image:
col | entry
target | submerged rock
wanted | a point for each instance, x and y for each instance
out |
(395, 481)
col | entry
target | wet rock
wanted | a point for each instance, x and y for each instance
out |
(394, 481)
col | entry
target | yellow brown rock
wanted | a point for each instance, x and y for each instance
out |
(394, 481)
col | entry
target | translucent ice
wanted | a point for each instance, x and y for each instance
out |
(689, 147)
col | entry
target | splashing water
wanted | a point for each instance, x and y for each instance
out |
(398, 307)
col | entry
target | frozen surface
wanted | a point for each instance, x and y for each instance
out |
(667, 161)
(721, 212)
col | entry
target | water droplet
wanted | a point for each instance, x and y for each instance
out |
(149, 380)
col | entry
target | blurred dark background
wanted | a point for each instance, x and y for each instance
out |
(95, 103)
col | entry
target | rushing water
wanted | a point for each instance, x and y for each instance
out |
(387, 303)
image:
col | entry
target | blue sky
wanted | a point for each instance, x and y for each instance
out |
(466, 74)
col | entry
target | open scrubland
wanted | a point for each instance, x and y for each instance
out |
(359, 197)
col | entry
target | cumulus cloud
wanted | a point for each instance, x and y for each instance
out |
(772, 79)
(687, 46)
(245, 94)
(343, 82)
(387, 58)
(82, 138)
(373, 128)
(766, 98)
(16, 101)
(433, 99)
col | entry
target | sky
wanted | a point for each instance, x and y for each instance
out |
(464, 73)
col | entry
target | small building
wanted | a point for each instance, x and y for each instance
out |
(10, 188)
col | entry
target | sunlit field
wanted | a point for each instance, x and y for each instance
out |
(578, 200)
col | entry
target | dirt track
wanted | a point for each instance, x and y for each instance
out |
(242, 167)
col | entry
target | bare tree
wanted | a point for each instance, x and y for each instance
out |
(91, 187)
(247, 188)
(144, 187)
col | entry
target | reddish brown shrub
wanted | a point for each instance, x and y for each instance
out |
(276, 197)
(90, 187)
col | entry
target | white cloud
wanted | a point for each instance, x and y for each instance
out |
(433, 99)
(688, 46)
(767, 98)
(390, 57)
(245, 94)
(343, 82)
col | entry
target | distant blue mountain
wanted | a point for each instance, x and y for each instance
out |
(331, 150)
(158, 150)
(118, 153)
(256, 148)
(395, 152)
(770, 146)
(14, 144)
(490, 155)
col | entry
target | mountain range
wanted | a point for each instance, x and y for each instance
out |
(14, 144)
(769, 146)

▶ What the exercise asks
Every line above in which the word "cloud" occurs needs to be copied.

▶ Completed task
target | cumulus cloud
target | white cloud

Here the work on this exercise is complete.